EXERCISE REQUIREMENTS: Copy out the rows word for word, starting with the first line and ending with the line that contains "x=75, y=144", both included.

ROWS:
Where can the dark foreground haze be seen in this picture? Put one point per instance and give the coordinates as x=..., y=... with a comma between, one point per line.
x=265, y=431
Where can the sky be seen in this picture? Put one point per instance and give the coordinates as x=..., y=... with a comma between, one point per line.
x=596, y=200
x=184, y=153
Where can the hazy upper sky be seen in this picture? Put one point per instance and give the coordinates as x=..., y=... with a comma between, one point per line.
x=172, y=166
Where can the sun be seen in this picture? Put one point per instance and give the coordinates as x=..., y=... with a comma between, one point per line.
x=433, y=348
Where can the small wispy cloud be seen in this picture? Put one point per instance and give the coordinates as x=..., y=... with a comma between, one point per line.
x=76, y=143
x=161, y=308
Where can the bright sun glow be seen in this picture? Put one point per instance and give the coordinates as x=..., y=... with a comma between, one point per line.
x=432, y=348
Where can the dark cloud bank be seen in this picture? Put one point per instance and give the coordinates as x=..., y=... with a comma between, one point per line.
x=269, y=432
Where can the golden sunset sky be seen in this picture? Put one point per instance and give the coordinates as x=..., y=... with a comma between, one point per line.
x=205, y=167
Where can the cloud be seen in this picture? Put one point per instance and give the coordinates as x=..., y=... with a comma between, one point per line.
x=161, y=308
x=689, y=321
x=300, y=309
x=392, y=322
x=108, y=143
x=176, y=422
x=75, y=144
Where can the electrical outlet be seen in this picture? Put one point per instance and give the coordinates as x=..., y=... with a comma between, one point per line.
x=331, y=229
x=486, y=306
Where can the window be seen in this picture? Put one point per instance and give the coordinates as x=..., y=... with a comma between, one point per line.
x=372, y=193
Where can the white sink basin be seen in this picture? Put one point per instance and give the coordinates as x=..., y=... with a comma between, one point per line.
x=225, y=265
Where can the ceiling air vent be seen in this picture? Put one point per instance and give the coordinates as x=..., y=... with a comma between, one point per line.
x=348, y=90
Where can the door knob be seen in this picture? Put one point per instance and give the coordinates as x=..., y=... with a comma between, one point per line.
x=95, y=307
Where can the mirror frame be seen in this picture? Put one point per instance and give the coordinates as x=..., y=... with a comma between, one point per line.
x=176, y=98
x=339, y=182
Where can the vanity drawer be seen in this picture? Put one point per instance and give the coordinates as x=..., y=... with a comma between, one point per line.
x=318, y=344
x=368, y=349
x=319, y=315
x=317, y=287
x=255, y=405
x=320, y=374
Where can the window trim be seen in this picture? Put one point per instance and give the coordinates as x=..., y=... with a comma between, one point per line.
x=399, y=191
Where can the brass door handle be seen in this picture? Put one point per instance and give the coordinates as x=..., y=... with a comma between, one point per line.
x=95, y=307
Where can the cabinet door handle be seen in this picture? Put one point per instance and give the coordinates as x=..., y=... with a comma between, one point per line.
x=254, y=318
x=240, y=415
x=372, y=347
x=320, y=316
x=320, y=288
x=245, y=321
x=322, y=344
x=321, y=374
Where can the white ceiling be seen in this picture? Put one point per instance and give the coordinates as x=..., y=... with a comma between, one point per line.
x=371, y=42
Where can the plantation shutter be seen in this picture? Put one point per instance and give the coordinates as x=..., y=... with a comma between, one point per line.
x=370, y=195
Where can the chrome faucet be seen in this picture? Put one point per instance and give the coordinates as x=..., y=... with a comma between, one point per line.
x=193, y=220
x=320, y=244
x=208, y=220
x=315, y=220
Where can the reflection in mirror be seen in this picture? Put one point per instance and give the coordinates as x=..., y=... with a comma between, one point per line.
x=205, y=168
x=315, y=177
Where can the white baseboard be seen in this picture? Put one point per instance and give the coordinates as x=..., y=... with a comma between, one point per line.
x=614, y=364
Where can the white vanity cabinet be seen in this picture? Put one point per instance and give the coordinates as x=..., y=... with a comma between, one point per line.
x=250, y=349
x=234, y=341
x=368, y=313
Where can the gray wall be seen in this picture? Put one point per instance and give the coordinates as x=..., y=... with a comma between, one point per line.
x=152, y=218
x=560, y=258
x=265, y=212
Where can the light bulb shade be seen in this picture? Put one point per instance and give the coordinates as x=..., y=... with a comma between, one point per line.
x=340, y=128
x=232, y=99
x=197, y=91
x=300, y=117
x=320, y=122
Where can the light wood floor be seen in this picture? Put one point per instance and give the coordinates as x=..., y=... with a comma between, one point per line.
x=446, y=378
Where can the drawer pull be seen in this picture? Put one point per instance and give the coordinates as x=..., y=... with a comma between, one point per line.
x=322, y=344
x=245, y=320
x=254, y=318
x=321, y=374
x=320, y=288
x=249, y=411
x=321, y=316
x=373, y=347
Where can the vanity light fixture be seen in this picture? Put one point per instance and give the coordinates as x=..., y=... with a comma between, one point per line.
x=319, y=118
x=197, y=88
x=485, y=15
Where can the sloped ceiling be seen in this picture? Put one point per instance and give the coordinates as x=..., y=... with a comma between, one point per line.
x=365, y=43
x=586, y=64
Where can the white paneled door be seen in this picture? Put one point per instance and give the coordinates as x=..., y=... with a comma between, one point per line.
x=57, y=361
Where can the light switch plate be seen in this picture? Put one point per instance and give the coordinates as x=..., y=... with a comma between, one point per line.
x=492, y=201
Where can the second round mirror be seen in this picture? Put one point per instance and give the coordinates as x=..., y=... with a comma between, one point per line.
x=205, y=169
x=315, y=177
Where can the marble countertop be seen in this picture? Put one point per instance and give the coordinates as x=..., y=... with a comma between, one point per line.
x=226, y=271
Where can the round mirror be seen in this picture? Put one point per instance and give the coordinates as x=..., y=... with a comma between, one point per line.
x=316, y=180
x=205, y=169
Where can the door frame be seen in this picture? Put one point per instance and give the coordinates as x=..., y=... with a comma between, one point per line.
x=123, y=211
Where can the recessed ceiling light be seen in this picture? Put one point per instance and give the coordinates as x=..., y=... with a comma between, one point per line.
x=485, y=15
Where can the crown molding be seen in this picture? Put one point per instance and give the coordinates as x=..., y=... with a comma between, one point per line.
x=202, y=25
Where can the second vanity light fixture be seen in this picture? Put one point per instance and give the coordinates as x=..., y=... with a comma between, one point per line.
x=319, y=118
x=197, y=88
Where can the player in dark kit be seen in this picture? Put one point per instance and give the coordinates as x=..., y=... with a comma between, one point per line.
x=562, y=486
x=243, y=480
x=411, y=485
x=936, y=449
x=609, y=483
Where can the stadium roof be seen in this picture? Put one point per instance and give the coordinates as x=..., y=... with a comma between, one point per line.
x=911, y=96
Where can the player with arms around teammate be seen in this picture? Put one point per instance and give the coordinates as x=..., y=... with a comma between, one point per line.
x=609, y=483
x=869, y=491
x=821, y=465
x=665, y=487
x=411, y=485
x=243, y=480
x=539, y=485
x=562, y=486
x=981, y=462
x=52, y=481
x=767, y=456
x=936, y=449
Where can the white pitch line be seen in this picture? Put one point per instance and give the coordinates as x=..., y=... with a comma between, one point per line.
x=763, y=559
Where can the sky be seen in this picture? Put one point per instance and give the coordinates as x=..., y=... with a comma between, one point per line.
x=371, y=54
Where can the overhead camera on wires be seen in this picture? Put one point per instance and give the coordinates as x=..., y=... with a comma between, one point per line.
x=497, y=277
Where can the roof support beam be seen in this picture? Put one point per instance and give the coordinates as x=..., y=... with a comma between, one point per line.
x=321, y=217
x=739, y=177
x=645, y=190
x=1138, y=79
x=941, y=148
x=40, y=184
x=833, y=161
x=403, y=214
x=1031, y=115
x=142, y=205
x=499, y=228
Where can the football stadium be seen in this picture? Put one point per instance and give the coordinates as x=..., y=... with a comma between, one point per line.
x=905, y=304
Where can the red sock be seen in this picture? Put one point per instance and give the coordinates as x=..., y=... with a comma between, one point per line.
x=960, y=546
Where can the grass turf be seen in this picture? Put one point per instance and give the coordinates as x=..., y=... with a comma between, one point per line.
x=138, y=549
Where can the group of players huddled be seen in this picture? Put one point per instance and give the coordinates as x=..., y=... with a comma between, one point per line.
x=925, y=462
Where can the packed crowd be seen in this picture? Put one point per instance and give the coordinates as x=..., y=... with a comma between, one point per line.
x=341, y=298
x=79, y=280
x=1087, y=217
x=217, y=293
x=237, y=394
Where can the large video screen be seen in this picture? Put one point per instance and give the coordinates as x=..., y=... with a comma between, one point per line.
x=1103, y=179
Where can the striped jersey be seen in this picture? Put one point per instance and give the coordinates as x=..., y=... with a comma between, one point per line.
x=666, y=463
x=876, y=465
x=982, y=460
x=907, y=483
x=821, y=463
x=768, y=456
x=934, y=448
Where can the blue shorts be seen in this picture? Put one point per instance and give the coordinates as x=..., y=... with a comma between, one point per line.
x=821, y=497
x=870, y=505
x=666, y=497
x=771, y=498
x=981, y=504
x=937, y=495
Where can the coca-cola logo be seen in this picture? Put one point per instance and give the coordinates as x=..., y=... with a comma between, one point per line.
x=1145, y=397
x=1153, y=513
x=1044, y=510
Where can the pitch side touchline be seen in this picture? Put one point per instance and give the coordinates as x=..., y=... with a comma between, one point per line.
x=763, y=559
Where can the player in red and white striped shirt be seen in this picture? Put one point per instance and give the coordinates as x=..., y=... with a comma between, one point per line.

ANSWER:
Where can the dark foreground haze be seen in this picture? Put one point per instance and give the coordinates as x=..., y=... with a comma between, one point per line.
x=265, y=431
Where can the sky be seen in this picture? Put one point per instance and give the coordinates as x=..., y=... with a comma between, one point per line.
x=596, y=200
x=184, y=153
Where can the hazy upper sky be seen in this picture? Put one point per instance and give the coordinates as x=..., y=... with a comma between, one point per line.
x=172, y=166
Where can the sun be seen in this picture? Put one point per instance and give the coordinates as x=..., y=... with a comma between, one point per line.
x=433, y=348
Where can the small wispy cloud be seen in this picture? Put one point per instance and give the coordinates as x=..., y=... with a comma between, one point per line.
x=76, y=143
x=161, y=308
Where can the bright sun glow be seen in this picture? Put one point per instance and give the coordinates as x=..., y=... with a comma between, one point per line.
x=432, y=348
Where can the dark cloud bank be seen in this picture? Put one point per instance and give the coordinates as x=..., y=... with a comma between, one point per line.
x=269, y=432
Where can the golden sunset sky be seen in this picture? Put one point per instance and give the coordinates as x=..., y=... with a comma between, one point per line.
x=205, y=167
Where can the cloud be seen in this picture? Put one point per instance and give the coordinates as x=..., y=... with a comma between, one point per line.
x=161, y=308
x=689, y=321
x=300, y=309
x=392, y=322
x=108, y=143
x=176, y=422
x=75, y=144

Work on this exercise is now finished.